* [ITEMS]:
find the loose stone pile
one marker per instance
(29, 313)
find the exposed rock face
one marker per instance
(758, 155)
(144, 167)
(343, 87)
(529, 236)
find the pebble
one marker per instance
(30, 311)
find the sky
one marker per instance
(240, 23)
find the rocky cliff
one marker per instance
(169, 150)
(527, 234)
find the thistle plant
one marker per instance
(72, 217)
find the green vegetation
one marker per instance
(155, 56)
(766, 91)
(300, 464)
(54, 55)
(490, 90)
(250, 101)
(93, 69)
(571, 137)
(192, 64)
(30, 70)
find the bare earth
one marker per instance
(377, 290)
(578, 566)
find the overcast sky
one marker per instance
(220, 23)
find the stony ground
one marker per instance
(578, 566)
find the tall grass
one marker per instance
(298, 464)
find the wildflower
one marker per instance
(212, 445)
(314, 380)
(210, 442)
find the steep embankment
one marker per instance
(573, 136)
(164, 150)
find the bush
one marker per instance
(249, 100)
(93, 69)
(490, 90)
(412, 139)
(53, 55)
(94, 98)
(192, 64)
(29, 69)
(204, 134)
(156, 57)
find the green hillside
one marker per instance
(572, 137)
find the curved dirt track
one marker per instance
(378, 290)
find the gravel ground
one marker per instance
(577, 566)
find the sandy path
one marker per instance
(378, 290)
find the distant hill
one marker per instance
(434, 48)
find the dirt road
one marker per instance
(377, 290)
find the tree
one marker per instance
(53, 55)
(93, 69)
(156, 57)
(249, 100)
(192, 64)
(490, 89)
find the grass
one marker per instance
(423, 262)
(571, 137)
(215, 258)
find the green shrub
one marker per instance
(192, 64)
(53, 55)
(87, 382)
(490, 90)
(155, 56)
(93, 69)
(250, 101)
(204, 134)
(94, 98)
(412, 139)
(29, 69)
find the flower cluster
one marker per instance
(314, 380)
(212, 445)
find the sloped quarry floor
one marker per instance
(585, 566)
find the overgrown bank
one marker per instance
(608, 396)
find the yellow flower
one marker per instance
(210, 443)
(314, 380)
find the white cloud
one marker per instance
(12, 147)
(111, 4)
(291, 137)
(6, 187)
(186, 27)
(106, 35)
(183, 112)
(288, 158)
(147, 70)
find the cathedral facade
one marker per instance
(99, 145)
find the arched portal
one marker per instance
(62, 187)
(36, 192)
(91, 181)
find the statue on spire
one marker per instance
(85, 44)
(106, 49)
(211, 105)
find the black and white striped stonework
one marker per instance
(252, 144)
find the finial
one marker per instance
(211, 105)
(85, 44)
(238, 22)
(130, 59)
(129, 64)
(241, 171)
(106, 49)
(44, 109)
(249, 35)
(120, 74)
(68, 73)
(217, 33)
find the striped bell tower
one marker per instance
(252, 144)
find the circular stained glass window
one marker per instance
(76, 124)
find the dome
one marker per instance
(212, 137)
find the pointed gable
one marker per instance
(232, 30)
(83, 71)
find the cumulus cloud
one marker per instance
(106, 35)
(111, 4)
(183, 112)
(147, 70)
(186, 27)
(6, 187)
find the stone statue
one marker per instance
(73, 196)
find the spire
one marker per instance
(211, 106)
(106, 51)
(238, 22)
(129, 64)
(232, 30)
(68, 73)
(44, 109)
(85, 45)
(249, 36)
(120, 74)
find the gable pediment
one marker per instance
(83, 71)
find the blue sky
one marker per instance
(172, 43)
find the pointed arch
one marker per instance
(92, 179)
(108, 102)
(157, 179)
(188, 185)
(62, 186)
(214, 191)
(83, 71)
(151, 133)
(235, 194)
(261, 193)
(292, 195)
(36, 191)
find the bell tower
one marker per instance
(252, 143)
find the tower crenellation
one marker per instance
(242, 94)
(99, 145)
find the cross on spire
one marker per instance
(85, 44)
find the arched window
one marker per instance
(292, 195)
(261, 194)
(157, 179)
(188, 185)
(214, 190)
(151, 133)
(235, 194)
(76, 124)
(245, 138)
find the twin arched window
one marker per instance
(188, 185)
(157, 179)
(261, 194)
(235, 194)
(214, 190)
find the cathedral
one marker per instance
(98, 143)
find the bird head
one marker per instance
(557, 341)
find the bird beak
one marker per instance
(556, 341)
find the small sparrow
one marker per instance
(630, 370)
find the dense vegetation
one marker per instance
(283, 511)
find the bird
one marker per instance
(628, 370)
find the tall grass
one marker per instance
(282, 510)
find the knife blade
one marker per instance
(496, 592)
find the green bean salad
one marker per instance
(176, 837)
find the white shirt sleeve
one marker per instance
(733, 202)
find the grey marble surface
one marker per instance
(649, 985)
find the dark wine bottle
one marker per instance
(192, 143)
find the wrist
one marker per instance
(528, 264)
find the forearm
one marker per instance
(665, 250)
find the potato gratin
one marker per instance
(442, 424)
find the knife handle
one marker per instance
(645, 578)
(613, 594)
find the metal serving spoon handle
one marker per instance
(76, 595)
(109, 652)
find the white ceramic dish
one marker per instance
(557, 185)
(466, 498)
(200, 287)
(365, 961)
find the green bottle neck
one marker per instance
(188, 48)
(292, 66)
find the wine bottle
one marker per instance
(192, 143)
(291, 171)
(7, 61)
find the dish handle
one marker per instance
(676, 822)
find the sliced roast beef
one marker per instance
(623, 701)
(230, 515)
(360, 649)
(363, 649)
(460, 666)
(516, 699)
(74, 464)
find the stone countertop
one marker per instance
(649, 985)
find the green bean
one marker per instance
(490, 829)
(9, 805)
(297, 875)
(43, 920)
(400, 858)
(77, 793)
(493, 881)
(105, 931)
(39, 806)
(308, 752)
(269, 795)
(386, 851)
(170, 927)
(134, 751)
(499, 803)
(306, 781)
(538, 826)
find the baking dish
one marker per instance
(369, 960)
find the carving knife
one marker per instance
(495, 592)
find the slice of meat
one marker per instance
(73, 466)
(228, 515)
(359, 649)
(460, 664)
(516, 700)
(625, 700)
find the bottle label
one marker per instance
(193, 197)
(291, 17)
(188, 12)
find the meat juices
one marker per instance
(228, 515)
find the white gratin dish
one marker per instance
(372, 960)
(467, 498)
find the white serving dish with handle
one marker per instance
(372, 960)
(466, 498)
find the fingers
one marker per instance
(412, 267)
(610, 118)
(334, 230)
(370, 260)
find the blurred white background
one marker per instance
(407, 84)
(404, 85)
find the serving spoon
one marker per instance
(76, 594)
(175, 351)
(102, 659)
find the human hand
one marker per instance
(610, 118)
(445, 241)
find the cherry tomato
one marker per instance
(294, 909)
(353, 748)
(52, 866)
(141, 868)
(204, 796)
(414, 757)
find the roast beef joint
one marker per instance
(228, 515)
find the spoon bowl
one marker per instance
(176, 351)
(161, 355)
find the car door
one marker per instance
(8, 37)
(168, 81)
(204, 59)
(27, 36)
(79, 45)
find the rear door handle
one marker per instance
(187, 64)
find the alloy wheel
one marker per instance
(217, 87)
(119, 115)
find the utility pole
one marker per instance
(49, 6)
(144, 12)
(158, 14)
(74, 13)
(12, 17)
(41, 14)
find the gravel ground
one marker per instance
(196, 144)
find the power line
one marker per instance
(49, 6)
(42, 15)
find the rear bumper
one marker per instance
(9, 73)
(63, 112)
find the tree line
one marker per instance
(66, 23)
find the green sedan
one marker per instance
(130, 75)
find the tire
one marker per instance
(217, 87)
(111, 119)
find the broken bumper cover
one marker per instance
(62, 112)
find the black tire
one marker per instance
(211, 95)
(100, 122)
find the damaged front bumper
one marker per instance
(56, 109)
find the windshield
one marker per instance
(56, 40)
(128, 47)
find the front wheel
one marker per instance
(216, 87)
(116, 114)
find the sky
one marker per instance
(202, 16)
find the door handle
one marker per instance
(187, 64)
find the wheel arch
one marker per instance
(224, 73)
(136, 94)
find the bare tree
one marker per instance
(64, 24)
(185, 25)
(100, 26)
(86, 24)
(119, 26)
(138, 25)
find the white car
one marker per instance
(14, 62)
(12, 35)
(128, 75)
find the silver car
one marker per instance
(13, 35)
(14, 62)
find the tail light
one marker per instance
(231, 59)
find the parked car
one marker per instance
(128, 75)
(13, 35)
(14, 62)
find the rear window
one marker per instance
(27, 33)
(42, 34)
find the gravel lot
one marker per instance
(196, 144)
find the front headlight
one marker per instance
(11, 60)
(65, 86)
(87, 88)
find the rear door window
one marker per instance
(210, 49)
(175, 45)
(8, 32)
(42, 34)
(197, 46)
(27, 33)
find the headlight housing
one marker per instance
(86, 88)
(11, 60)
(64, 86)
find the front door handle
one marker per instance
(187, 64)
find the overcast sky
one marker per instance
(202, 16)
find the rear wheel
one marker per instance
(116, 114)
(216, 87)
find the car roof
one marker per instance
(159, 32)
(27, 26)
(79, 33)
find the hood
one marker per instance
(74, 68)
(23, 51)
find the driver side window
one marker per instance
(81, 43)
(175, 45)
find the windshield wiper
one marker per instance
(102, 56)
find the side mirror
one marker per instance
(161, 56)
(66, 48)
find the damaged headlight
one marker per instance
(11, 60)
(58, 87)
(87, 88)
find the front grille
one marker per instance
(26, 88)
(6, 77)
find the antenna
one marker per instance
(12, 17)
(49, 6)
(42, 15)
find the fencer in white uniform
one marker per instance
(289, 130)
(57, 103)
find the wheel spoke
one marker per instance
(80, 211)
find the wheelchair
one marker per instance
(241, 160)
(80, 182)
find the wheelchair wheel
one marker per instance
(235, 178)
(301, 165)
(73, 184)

* [WORK TO COMPLETE]:
Give back, unchanged, every line from the one with "find the rear wheel" to the end of the entries above.

* [EXPECTED ANSWER]:
find the rear wheel
one marker per instance
(116, 114)
(216, 87)
find the car roof
one marker per instance
(159, 32)
(27, 26)
(79, 33)
find the hood
one marker per instance
(74, 68)
(23, 51)
find the driver side window
one marker per instance
(81, 43)
(175, 45)
find the windshield wiper
one marker per instance
(102, 56)
find the side mirror
one marker per instance
(161, 56)
(66, 48)
find the damaged headlight
one marker per instance
(11, 60)
(58, 87)
(87, 88)
find the front grille
one marker per instance
(26, 88)
(6, 77)
find the antenna
one marker per instance
(12, 17)
(49, 6)
(42, 15)
find the fencer in white uniform
one marker per instance
(289, 130)
(57, 103)
find the wheel spoke
one marker per instance
(80, 211)
find the wheelchair
one marker per instance
(241, 160)
(80, 182)
find the wheelchair wheel
one marker per instance
(235, 178)
(301, 165)
(73, 184)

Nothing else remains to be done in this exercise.